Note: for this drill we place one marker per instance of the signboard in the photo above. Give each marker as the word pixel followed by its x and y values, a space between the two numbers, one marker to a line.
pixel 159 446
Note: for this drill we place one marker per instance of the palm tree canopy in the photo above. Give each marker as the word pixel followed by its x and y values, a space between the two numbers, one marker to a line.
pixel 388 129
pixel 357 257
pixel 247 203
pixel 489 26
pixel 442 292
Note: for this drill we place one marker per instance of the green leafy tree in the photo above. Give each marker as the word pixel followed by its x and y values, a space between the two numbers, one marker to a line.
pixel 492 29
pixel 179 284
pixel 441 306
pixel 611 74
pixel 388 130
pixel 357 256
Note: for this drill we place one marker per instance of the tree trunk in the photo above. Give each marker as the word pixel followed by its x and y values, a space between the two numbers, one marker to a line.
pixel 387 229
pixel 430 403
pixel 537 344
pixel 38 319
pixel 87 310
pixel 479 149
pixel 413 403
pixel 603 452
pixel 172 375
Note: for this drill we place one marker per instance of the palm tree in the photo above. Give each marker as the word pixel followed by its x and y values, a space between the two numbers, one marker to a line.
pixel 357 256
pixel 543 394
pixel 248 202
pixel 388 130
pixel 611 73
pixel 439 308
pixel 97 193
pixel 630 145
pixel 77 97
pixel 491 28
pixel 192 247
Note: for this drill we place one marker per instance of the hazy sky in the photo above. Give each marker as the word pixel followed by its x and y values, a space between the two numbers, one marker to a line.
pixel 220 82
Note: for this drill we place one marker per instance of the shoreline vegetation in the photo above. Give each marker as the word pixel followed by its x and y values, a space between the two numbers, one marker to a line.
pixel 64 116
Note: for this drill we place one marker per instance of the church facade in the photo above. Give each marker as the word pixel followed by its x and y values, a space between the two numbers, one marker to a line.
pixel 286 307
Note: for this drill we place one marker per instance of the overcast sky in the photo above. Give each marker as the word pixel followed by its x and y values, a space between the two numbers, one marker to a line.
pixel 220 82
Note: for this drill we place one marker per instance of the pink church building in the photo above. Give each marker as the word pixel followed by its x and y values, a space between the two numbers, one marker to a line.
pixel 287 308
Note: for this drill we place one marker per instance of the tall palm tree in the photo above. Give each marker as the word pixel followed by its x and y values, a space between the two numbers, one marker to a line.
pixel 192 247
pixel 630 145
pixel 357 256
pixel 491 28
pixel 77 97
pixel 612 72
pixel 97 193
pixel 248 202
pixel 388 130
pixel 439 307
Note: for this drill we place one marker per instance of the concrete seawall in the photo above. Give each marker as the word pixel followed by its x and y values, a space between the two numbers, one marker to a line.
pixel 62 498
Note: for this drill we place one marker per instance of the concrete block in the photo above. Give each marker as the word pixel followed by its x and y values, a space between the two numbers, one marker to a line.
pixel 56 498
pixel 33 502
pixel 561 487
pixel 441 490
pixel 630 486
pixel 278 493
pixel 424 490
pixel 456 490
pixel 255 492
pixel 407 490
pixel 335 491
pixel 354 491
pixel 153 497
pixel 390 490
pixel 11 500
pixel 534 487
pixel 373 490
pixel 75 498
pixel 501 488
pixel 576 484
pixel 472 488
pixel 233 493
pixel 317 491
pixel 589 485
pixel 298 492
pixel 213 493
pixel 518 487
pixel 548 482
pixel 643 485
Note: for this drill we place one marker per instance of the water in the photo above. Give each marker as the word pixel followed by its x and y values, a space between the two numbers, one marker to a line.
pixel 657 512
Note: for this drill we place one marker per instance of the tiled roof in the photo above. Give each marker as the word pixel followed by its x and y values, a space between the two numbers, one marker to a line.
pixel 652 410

——

#### Task directions
Give back the entire listing with every word intact.

#### Written solution
Note: for this drill we place one marker per instance of the signboard in the photo above. Give each marker as the word pixel followed by its x and y values, a space between the two numbers, one marker to a line.
pixel 159 446
Note: for this drill we place one marker per instance of the palm tree canopy in the photo above. Give each marker as the word pixel followed by its x and y values, a space between the two numbers, one marker to a line.
pixel 388 129
pixel 357 257
pixel 247 203
pixel 489 26
pixel 442 292
Note: for this drill we place one marker per instance of the green leafy tree in the photo above. Give each marker as the word pixel followed by its x and y values, a space between the two numbers, one marker to a line.
pixel 492 29
pixel 179 284
pixel 441 306
pixel 611 74
pixel 388 130
pixel 357 256
Note: for this drill we place one marker per instance of the tree trunk in the photo above. Give each marker as the word pixel followed by its x and y values, a space between the two numbers, one marker to a line.
pixel 387 229
pixel 430 403
pixel 537 344
pixel 38 319
pixel 87 310
pixel 479 149
pixel 413 403
pixel 603 452
pixel 172 375
Note: for this drill we place one marker per instance of the palm tree in the photo above. Give each marker as the word pixel followed by its x and y values, a space between the two numbers, one marker to a line.
pixel 357 256
pixel 543 394
pixel 248 202
pixel 388 130
pixel 611 73
pixel 439 308
pixel 97 193
pixel 630 145
pixel 77 97
pixel 491 28
pixel 192 247
Note: for this drill we place one marker per instance of the hazy sky in the photo above. Give each marker as the word pixel followed by its x and y values, a space between the two numbers, one marker to a line.
pixel 220 82
Note: for this drill we place one marker per instance of the shoreline vegetation in the photo above. Give each marker as the word pixel followed by its x and y values, a space between the two numbers, one marker to a line.
pixel 64 116
Note: for this drill we place one marker per instance of the church facade in the photo above. Give each marker as the word pixel followed by its x and y values, a space between the two numbers, one marker to a line.
pixel 286 307
Note: for this drill we place one marker per instance of the overcast sky in the photo above. Give each marker as the word pixel followed by its x and y values, a space between the two numbers, one marker to a line.
pixel 220 82
Note: for this drill we place one marker per instance of the pink church building in the photo above. Give each marker as the word pixel followed by its x and y values, a space between the two numbers, one marker to a line.
pixel 287 308
Note: for this drill we place one marker per instance of the tall palm tree in the photo above. Give each marker as the word pixel followed by its x and y values, a space between the two numbers, one marker to a line.
pixel 192 247
pixel 630 145
pixel 357 256
pixel 491 28
pixel 77 97
pixel 612 72
pixel 97 193
pixel 248 202
pixel 388 130
pixel 439 307
Note: for this drill we place one marker per instance of the concrete seawall in the photo above. Give each marker as the word pixel followed by its x and y values, a space between the two numbers, one marker to a line.
pixel 62 498
Note: for this drill we place one marker per instance of the concrete block in the photo above. Give each marker as the word pixel followed by its x and y values, a space between the two numbers, one marker to a line.
pixel 56 498
pixel 33 502
pixel 561 487
pixel 441 490
pixel 630 486
pixel 278 493
pixel 424 490
pixel 456 490
pixel 255 492
pixel 407 490
pixel 335 491
pixel 354 491
pixel 153 497
pixel 390 490
pixel 11 500
pixel 534 487
pixel 373 490
pixel 75 498
pixel 501 488
pixel 576 484
pixel 472 488
pixel 233 493
pixel 317 491
pixel 589 485
pixel 298 492
pixel 213 493
pixel 518 487
pixel 548 482
pixel 643 485
Note: for this drill we place one marker per instance of the water in the photo above. Give each marker as the word pixel followed by its x and y values, a space between the two numbers, one marker to a line.
pixel 657 512
Note: for this drill we place one marker per instance of the tiled roof in the photo above. Give each marker as the word pixel followed by its x and y values, a space between the two numbers, one marker to a line.
pixel 652 410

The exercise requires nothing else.